Avant l’extension des frontières de son État, l’islam usa du pouvoir à ses propres fins religieuses ; après sa formidable et si rapide extension, petit à petit, il devint lui-même un ustensile aux fins d’un pouvoir désormais omniscient et omniprésent.

Dans cet environnement tout nouveau, Ali était comme un anachronisme, dernier représentant d’une race désormais rare de musulmans ayant une juste conception de leur religion. Il ne sut ni ne put amener les hommes à l’aider à dompter l’autorité publique pour l’asservir à la religion, succombant à la volonté des hommes de s’émanciper de la rigueur de la morale religieuse même au prix d’une soumission à celle d’un pouvoir immoral. Car le ver séculier était déjà dans le fruit religieux. Et ce fut le terreau sur lequel prospérèrent ces autres musulmans ayant de leur religion une vision faussée et étriquée que furent les Kharijites.

Aussi fut close avec Ali l’ère des Califes Majeurs, cette période où le pouvoir n’était pas encore la propriété d’une dynastie, même s’il restait encore exclusivement celui d’une tribu.

Symbolisant ainsi la fin d’un monde, Ali allait être érigé en une icône des valeurs de cette ère à jamais perdues, dans le même temps. Kouthayyar Azza, un des poètes chiites passionnés, déclama sa ferveur envers la famille d’Ali, héritière de la mission prophétique, garante de sa continuité :

 

                        Voyons ! de Qoraïch, les guides sont,

                        Amis de la vérité, quatre équivalents

                        Ali et le trio de ses fils ;

                        Du prophète, sans conteste, les petits-fils.

CONTENU DU LISTING:
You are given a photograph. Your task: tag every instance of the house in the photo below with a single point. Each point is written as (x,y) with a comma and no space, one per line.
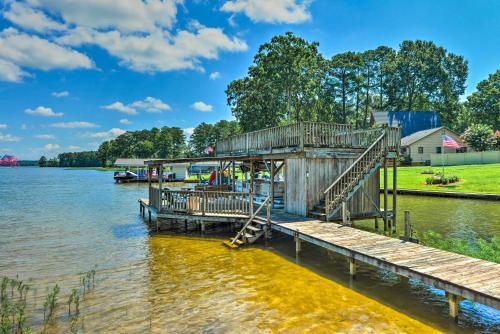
(420,145)
(409,121)
(179,171)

CONSIGNES DE L'EXERCICE:
#1 Pouvez-vous reproduire à l'identique le passage de l'extrait sur Ali commençant par « Dans cet environnement » et se poursuivant jusqu'à « furent les Kharijites. » ?
#2 Comment rendre en anglais cette phrase de l'extrait sur Ali : « Car le ver séculier était déjà dans le fruit religieux. » ?
#3 Pourriez-vous prolonger l'extrait sur Ali à partir de ses derniers vers ?

RÉPONSES AUX CONSIGNES:
#1
Dans cet environnement tout nouveau, Ali était comme un anachronisme, dernier représentant d’une race désormais rare de musulmans ayant une juste conception de leur religion. Il ne sut ni ne put amener les hommes à l’aider à dompter l’autorité publique pour l’asservir à la religion, succombant à la volonté des hommes de s’émanciper de la rigueur de la morale religieuse même au prix d’une soumission à celle d’un pouvoir immoral. Car le ver séculier était déjà dans le fruit religieux. Et ce fut le terreau sur lequel prospérèrent ces autres musulmans ayant de leur religion une vision faussée et étriquée que furent les Kharijites.

#2 For the secular worm was already in the religious fruit.

#3
Et les Sectateurs se plurent à rapporter que le prophète soutenait : « Ali est l’allié de celui duquel je suis l’allié. Dieu ! alliez-vous à son allié et soyez l’ennemi de son ennemi ». Il aurait aussi affirmé à Ali : « Ne veux-tu pas, par rapport à moi, être pareil à Aaron par rapport à Moïse, sauf qu’il n’y a plus de prophètes après moi ? »

Des propos de ce genre attribués au prophète ne manquèrent pas, les clans rivaux n’hésitant pas d’en inventer de toutes pièces, car les dires prophétiques constituent une source secondaire non négligeable du droit musulman. Une science du Hadith (dires du prophète) s’appliqua au demeurant à établir les règles strictes de nature à distinguer le bon grain de l’ivraie.

Sur la base de pareils propos, ainsi que sur une interprétation de versets du Coran parfois singulière sinon saugrenue chez certaines sectes, les Chiites fondèrent leur croyance dans la mission d’Ali en sa qualité de régent du prophète. Ils en tirèrent la conséquence que Mohamed en avait fait son successeur, lui donnant le rang d’Aaron, remplaçant de Moïse en son absence.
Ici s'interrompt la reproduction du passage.